━━━ Exercise material ━━━

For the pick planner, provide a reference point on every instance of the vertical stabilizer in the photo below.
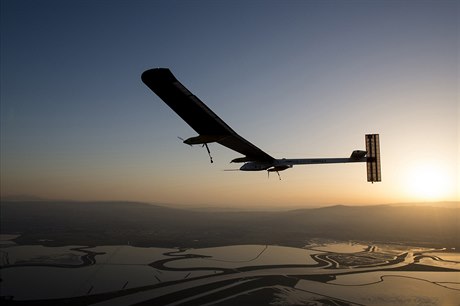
(373, 158)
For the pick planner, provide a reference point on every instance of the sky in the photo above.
(298, 79)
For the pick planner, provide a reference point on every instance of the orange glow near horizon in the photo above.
(429, 182)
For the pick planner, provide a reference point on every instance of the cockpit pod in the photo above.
(255, 166)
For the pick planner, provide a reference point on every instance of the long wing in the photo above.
(202, 119)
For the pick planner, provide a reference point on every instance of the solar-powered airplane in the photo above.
(211, 128)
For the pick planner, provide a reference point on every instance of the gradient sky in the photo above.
(296, 78)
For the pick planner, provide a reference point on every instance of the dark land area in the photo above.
(59, 223)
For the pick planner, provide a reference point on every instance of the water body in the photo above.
(345, 273)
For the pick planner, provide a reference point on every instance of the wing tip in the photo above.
(155, 75)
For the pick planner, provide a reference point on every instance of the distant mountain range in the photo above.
(118, 223)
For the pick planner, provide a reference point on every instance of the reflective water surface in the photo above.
(323, 272)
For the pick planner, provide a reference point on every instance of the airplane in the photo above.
(211, 128)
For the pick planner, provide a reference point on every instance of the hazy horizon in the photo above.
(298, 79)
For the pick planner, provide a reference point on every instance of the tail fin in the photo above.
(373, 158)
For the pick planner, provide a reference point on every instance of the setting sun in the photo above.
(429, 182)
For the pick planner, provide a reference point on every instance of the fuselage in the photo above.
(285, 163)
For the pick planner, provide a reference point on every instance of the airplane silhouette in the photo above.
(211, 128)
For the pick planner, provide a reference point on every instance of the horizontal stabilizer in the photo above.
(373, 158)
(358, 154)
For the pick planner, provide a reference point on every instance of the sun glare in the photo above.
(428, 182)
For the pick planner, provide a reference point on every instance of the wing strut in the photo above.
(209, 152)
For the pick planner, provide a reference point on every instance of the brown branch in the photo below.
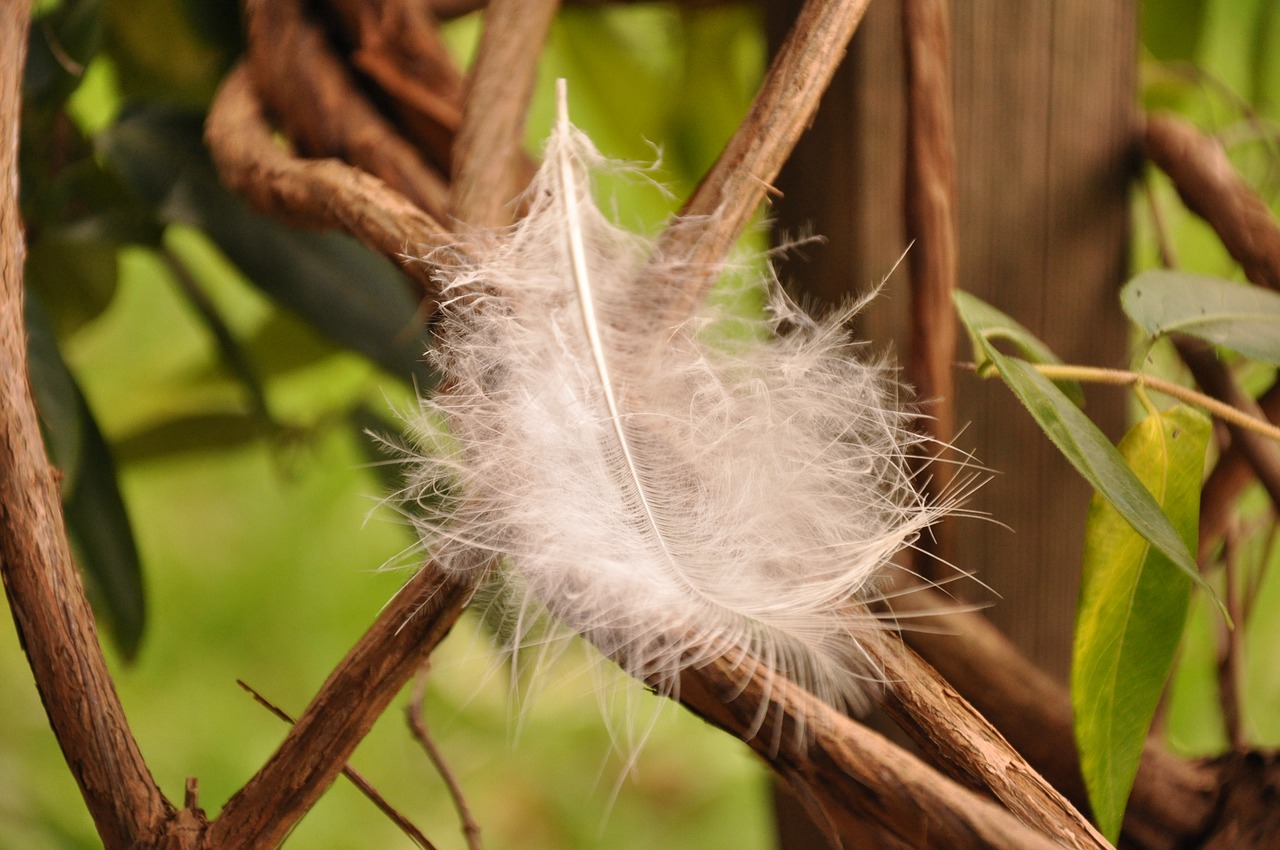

━━━

= Exercise =
Repeat all of the data above word for word, including every point, but leave out the pictures.

= Written answer =
For the pick planner, provide a reference point on every instance of the vertical stabilizer in the photo below.
(373, 158)
For the pick planner, provide a reference point on every instance of the sky in the photo above.
(298, 79)
For the pick planner, provide a reference point on every instance of the orange glow near horizon in the photo above.
(429, 182)
For the pick planner, provide a reference point on every instance of the cockpit pod in the photo above.
(255, 166)
For the pick planner, provide a reference point on every instance of the long wing in the photo above.
(202, 119)
For the pick planner, provide a reference point on every instance of the solar-powered airplane in the photo above.
(211, 128)
For the pick planner, provide a reference point on every instance of the gradient sky in the photo above.
(296, 78)
For the pick planner, provide a reference point on every instance of the dark land area in the photo above.
(59, 223)
For the pick planner, provide a reference point on every instance of the water body in the photo above.
(345, 273)
For the pick planner, provide a reference point on every instance of the wing tip in the photo above.
(155, 75)
For the pick planner, provide a reference point on every instance of the distant mountain range in the photo above.
(118, 223)
For the pick planner, provide a reference point on every instance of the reflective water surface in the photo above.
(323, 272)
For the pick planner, provide a reference point on every instance of the airplane in the photo above.
(211, 128)
For the pick planner, provide a reference point on every instance of the hazy horizon in the photo above.
(298, 79)
For the pick planner, provide a reference point on every instance of the tail fin in the photo above.
(373, 158)
For the pick planner, provide a reference point on every instance of the setting sun in the photo above.
(429, 182)
For the pick planner, provide a reference point on every instance of the fuselage in the photo above.
(285, 163)
For the pick planner, provide a reference point on every instance of the airplane silhouette in the photo above.
(211, 128)
For the pick planner, provide a reference point on every instance of the horizontal stabilizer in the photo above.
(373, 158)
(358, 154)
For the pick planner, provide a reference point on every instance of the sun glare in the photo above.
(428, 182)
For the pick planner, provide a reference point on every instance of the wing strut in the photo above.
(209, 152)
For the pick planner, provide a reference point on every instance of the brown branch in the photo below.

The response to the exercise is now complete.